> Исходный отрывок:
################

После падения малазийского самолета на подконтрольной украинским сепаратистам территории российская пресса выпустила в печать самые разные, граничащие с фантастикой сведения (единственное условие — они не должны играть против Москвы). Однако в этом конфликте, где каждый так или иначе вынужден выбирать свой лагерь, французским СМИ, как и всем остальным, остро не хватает рассудительности и здравого смысла.
В феврале 2010 года Виктор Янукович вырвал у Юлии Тимошенко победу во втором туре президентских выборов на Украине. По словам Жоао Соареша (João Soares), в тот момент занимавшего пост председателя Парламентской ассамблеи Организации по безопасности и сотрудничеству в Европе, эти безупречные выборы стали «впечатляющей демонстрацией демократии». Результаты голосования условно поделили Украину на две части: Янукович стал триумфатором на востоке и юге страны, а Тимошенко пользовалась наибольшей поддержкой на западе, в центре и Киеве.
Французская пресса не уделила этим выборам большого внимания, как не интересовалась она и жизнью страны после крушения надежд, связанных с «оранжевой революцией» 2004 года. Но затем она прямо прикипела взглядом к площади Независимости (Майдану), которая с ноября 2013 года стала эпицентром антиправительственного народного движения.
На первых порах большинство журналистов и экспертов сделали из событий однозначный и однобокий вывод: раз украинцы выражают привязанность к Европейскому Союзу, то все они автоматически превращаются в сторонников Европы. Раз украинцы выступают против коррумпированной власти с жестокими полицейскими замашками, то все они хотят ухода избранного четырьмя годами ранее президента, чья партия в 2012 году одержала победу на парламентских выборах. Только после возникших в Крыму планов по организации референдума для присоединения к России СМИ начали понимать, что на Украине все не так просто, и появились голоса, выбивавшиеся из общего хора.
Наскоро намалеванная картина противостояния «хороших» сторонников Европы и поддержавших Россию «плохишей» быстро начала превращаться в фарс. «На памяти европейцев мы еще не видели такого проявления любви к Европе с..., да видели ли мы его вообще?» — восхищался Le Monde (25 ноября 2013 года) в твердом намерении поддержать украинское движение потоком блаженных проевропейских статей от любимой редакции. «Для народов без правового государства Европа символизирует надежду на свободу, демократию и современность. (...) Демонстранты 2013 года хотят реформ, честного и демократического государства. Европейского государства», — продолжал он 2 декабря. Ему вторил целый хор исполненных энтузиазма голосов. «Есть страны, в которых целый народ поднимается, чтобы присоединиться к Европе», — писал 2 декабря в Libération Франсуа Сержан (François Sergent). На канале Arte в программе «28 минут» выступили гости, которых буквально зачаровали протесты на Майдане.

################

> Исходные данные:
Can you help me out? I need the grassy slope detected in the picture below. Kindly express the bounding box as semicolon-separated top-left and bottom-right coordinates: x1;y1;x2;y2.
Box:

################

> Задания:
A: Скопируете без изменений фрагмент текста о французских СМИ и Украине, начиная с «После падения малазийского» и продолжая вплоть до «и здравого смысла.»?
B: Допишете текст о французских СМИ и Украине, продолжив его сразу после последнего предложения?

> Ответы по заданиям:
A:
После падения малазийского самолета на подконтрольной украинским сепаратистам территории российская пресса выпустила в печать самые разные, граничащие с фантастикой сведения (единственное условие — они не должны играть против Москвы). Однако в этом конфликте, где каждый так или иначе вынужден выбирать свой лагерь, французским СМИ, как и всем остальным, остро не хватает рассудительности и здравого смысла.

B:
Два месяца спустя Жак Жюйяр (Jacques Julliard) разразился такой проповедью в Marianne: «Сейчас, когда европейские народы, эти избалованные дети современной истории, презрительно кривят губы, глядя на их общий дом, Европу, во имя этой самой Европы и под европейским флагом в Киеве гибнут борцы за свободу» (31 января 2014 года). Как и во время конфликта в Косове в 1999 году, эта достойная времен холодной войны риторика так и не смогла полностью прикрыть идеологический раскол французской прессы. Так, левая L’Humanité и правые Le Figaro и Valeurs actuelles отказались танцевать этот танец, воображаемые фигуры которого обозначил Бернар-Антри Леви (Bernard-Henri Lévy). «Настоящие европейцы собрались тут, на Майдане!» — вопил он на трибуне в Киеве 9 февраля. Его пылкие крики немедленно отразились на французском эфире и прессе. Андре Глюксманн (André Glucksmann) изобразил нечто подобное в статье, которую зачитали перед киевскими демонстрантами и опубликовали в Huffington Post 5 марта: «Мы объединились против пережитков красного и черного тоталитаризма. Держитесь, потому что от вас зависит судьба Украины, Европы и истины. Весь мир затаил дыхание при виде вашей отваги. Сыны и дочери Майдана, вы — звезды европейского флага». Как и многие западные журналисты, Глюксманн сделал вид, что не заметил красно-черного флага, которым размахивали на Майдане активисты бывшей Украинской повстанческой армии.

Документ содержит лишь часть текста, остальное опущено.